→ Record excerpts:
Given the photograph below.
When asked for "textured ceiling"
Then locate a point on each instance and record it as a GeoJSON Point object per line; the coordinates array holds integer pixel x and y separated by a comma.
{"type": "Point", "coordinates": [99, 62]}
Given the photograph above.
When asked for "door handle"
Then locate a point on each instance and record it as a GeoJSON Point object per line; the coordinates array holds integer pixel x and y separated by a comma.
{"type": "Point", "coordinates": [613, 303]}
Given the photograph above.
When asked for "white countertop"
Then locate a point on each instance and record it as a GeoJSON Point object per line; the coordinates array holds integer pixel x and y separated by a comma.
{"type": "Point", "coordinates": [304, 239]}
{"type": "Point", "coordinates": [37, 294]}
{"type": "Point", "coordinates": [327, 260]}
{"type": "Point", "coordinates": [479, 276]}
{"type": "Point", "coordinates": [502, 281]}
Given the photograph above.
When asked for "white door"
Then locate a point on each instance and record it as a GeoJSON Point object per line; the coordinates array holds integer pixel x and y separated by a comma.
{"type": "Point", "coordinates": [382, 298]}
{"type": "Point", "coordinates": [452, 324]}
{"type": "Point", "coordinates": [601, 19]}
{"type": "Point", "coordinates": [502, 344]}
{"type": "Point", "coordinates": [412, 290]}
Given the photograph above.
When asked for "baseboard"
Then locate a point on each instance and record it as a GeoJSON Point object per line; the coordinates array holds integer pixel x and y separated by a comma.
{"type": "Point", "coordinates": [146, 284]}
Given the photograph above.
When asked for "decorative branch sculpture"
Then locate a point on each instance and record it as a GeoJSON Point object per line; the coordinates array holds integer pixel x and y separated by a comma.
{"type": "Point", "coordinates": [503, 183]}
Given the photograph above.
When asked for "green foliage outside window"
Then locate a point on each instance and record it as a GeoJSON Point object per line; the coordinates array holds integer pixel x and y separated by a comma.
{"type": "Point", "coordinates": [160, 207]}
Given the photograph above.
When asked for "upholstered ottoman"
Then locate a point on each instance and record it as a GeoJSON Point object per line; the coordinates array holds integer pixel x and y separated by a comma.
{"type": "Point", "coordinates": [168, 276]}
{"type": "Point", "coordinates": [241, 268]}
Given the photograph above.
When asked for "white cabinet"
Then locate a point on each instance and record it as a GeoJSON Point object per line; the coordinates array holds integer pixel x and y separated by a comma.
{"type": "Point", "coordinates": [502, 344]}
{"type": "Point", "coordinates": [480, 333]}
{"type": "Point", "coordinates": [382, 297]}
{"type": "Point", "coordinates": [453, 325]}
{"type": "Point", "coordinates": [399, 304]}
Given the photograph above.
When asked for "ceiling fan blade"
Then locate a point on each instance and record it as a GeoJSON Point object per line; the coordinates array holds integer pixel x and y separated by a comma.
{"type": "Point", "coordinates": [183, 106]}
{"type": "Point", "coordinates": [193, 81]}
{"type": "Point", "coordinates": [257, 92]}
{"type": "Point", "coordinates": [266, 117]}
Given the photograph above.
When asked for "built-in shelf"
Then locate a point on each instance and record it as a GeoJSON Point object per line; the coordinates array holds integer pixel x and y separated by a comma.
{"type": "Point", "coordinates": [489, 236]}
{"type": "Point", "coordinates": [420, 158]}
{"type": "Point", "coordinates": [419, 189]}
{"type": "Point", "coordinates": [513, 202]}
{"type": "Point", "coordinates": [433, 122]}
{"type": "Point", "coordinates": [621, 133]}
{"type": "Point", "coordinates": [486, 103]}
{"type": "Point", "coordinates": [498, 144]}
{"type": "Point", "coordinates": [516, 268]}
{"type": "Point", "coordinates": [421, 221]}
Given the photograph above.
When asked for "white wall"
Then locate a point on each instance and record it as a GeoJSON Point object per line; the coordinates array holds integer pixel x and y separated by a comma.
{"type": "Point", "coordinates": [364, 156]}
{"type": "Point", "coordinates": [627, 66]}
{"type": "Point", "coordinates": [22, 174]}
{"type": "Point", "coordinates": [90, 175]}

---

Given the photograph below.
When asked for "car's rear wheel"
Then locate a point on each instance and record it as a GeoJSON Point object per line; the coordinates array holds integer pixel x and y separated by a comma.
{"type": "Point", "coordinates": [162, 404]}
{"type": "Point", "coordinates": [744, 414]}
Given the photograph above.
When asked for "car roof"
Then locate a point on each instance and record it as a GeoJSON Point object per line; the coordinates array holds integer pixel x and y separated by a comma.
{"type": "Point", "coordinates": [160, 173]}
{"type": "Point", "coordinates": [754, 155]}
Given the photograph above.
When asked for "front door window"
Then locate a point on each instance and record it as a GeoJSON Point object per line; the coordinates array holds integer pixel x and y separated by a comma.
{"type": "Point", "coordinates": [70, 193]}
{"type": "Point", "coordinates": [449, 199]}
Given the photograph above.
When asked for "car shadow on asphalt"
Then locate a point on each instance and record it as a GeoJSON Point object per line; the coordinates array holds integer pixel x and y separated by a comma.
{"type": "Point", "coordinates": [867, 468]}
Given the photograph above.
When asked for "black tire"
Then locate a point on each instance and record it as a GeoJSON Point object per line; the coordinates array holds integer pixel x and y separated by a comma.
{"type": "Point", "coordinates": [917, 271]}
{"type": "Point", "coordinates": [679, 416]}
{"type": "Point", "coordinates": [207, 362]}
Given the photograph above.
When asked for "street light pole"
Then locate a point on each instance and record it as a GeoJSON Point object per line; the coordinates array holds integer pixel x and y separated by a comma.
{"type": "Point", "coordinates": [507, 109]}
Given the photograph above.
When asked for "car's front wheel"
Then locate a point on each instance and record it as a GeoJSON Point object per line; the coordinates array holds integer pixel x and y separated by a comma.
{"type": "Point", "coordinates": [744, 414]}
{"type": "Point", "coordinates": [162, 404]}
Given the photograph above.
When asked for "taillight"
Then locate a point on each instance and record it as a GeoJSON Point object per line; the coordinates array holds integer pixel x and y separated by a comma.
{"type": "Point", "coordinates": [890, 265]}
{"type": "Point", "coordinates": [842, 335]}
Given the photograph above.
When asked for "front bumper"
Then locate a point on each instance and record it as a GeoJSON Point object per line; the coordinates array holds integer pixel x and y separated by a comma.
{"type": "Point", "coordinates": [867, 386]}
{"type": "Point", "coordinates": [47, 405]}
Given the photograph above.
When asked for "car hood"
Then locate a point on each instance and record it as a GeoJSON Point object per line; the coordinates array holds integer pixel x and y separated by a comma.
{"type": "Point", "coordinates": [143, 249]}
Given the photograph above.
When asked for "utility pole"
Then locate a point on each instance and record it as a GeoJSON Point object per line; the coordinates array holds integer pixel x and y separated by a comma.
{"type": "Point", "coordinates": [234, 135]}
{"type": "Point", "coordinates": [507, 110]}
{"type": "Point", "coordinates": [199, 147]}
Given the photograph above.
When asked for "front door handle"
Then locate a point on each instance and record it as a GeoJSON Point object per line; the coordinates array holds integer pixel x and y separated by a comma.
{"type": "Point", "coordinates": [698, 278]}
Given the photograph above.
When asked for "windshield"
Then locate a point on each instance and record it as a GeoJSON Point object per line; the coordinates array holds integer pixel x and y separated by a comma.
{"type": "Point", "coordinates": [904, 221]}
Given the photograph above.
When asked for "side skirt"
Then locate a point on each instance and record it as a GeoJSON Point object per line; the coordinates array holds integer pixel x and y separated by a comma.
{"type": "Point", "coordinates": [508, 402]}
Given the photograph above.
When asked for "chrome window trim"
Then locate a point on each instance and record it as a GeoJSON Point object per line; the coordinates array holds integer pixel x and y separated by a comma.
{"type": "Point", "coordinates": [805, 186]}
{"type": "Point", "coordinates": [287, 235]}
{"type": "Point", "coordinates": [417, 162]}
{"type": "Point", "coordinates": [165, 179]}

→ Work to complete: Please identify each line in the data above that contains the string "handle" and copy those lines in full.

→ Problem solution:
When asked for "door handle"
When asked for "front door handle"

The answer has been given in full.